Requirement ::
Rewrite the records below, changing "tall window" to "arched window" and leaving everything else as it is. Omit the pictures from your output.

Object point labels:
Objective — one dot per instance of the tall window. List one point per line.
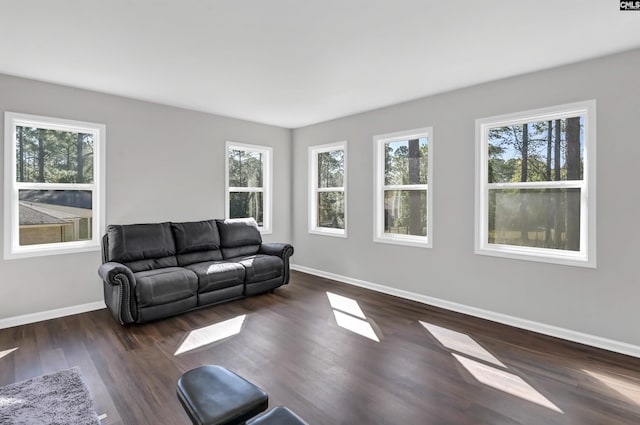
(327, 195)
(249, 183)
(54, 176)
(536, 185)
(403, 181)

Final answer ::
Objective — one dot per instance of the arched window. List one point per line.
(327, 195)
(249, 183)
(54, 176)
(536, 185)
(403, 181)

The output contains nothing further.